Set exercise.
Please copy every item below word for word, leaving out the pictures.

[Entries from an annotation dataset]
---

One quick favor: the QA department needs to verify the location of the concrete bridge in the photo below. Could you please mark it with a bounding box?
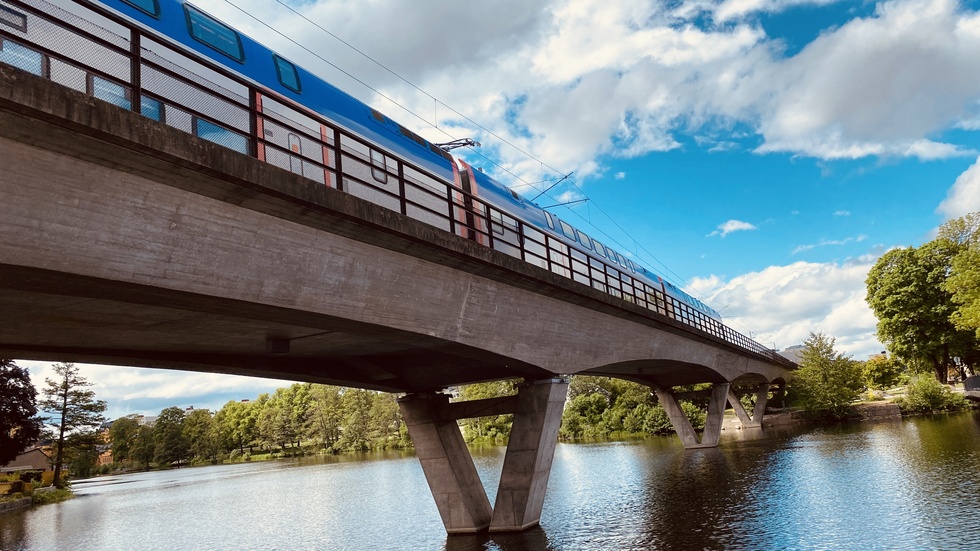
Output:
[0,35,793,533]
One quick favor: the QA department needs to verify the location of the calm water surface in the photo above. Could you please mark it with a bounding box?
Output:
[0,413,980,551]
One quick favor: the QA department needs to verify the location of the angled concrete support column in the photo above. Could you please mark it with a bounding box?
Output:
[490,379,568,532]
[398,394,494,534]
[653,383,731,450]
[728,384,769,429]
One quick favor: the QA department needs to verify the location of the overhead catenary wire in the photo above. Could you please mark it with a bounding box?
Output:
[224,0,741,325]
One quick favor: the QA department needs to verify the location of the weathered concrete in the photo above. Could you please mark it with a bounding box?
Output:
[398,394,493,534]
[653,383,731,450]
[0,67,787,392]
[398,379,568,534]
[728,384,769,429]
[490,379,568,532]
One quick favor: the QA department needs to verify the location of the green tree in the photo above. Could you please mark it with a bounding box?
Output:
[793,333,863,419]
[109,415,140,462]
[40,363,106,488]
[129,424,157,470]
[215,401,259,455]
[866,242,978,383]
[938,212,980,340]
[861,354,905,390]
[304,385,343,449]
[454,379,517,442]
[153,406,190,467]
[0,359,43,466]
[184,409,221,463]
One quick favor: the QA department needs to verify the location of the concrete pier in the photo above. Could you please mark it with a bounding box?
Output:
[653,383,731,450]
[490,378,568,532]
[398,394,493,534]
[398,378,568,534]
[728,384,769,429]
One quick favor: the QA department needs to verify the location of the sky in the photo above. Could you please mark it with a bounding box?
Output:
[19,0,980,417]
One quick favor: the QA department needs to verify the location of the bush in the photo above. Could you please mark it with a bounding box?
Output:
[896,374,970,413]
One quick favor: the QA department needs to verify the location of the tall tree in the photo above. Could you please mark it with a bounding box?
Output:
[866,242,976,383]
[939,212,980,340]
[0,359,42,466]
[109,415,140,461]
[40,363,106,487]
[793,333,864,419]
[153,406,190,467]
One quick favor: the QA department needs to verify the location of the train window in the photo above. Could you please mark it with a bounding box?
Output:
[592,239,606,258]
[123,0,160,19]
[0,40,48,77]
[184,4,245,63]
[544,211,555,229]
[0,6,27,33]
[140,96,167,122]
[191,116,248,153]
[272,54,302,94]
[371,149,388,184]
[558,219,575,241]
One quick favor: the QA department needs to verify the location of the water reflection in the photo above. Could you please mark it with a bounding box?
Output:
[0,413,980,551]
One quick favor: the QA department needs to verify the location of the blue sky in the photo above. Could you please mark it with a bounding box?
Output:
[17,0,980,414]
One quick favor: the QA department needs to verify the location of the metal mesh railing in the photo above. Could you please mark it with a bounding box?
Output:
[0,0,793,367]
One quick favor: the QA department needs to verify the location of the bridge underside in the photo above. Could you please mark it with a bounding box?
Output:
[0,264,550,392]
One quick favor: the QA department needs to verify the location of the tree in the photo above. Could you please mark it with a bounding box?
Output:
[40,363,106,487]
[153,406,190,467]
[866,242,978,383]
[793,333,863,419]
[109,415,140,461]
[0,359,43,465]
[939,212,980,340]
[184,409,221,463]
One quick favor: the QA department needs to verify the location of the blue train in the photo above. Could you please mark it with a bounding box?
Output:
[0,0,720,325]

---

Written answer.
One quick favor: the QA department needs to verify the location of the concrete bridge in the photo below. Could you please mark it with a bounding box?
Output:
[0,35,793,533]
One quick favor: the QA department needs to verify the location of the calm water surface in the photo above. Could you please mark it with a bounding box?
Output:
[0,413,980,551]
One quick favor: the QA department needs to verify the location of the angled concrete support column in the photo above. Could you please mark it with a bounding box?
Output:
[490,379,568,532]
[398,394,494,534]
[653,383,731,450]
[728,384,769,429]
One quick favor: the QA department needs to verify the location of the overhead catenary wire in the photo above. Could you please mark it with a bounding box?
Output:
[224,0,741,325]
One quick favor: the QA department needs to verify the location of the weathered concrete in the photo above. Could you please mark it with a bounding box?
Output:
[398,394,493,534]
[653,383,731,450]
[0,67,787,392]
[398,379,568,534]
[728,384,769,429]
[490,379,568,532]
One quick favor: the QA department needs to verify the location of the green tree in the photo above. Could you please mark it with a bounding box?
Output:
[793,333,863,419]
[109,415,140,462]
[40,363,106,488]
[129,424,157,470]
[215,401,259,455]
[866,242,978,383]
[938,212,980,340]
[861,354,905,390]
[304,385,343,449]
[454,379,517,442]
[153,406,190,467]
[0,359,43,466]
[184,409,221,463]
One quick favor: the QA department needs to verify the location of the concrete pier in the photo above. Could you please mark it with a bounding box?
Output:
[653,383,731,450]
[490,378,568,532]
[398,394,493,534]
[398,378,568,534]
[728,384,769,429]
One quick favor: the QA department needs to verify the location of the sky in the photo above. Could you please mark it with a bounding box?
Output:
[19,0,980,417]
One quick favor: the QA department needs to verify the location of the bush in the photo above. Could you please mark it with a bounding box?
Output:
[896,374,970,413]
One quick favor: the QA department needs to verify the location of the tall tree in the photo above. Could you please mark it with a bounding box?
Output:
[866,242,976,383]
[939,212,980,340]
[0,359,42,466]
[109,415,140,461]
[40,363,106,487]
[793,333,864,419]
[153,406,190,467]
One quick favor: the QA department needs to verify the location of the train window in the photo above. Could you please mark it with a bounding box?
Output:
[592,239,606,258]
[123,0,160,19]
[0,40,48,77]
[184,4,245,63]
[544,211,555,229]
[0,6,27,33]
[140,96,167,122]
[191,116,248,153]
[272,54,302,94]
[371,149,388,184]
[558,219,575,241]
One quick favor: the QA department needs to verify the location of the water reflection in the photo above. Could you please mark it with a bounding box?
Output:
[0,413,980,551]
One quick favor: the QA department needs to verify the location of the blue sky in the photo above. Could you please mark it with a bounding box?
Output:
[17,0,980,414]
One quick favor: the QA department needs to verify the location of the metal mesh railing in the photo above. Could you please mark it with a bounding box?
Output:
[0,0,793,367]
One quick favor: the QA department needs to verify the location of the bridge underside in the photo above. Could you please mark it with a bounding box?
Output:
[0,264,550,392]
One quick favor: the QA department needs to verify the location of the tree in the photo above. Could you please mark it with a bounding box?
Output:
[40,363,106,487]
[153,406,190,467]
[866,242,978,383]
[793,333,863,419]
[109,415,140,461]
[0,359,43,465]
[939,212,980,340]
[184,409,221,463]
One quick favor: the QA department needs to verify the location of the blue train in the photo above. Could you please mark it with a bounding box?
Output:
[0,0,720,325]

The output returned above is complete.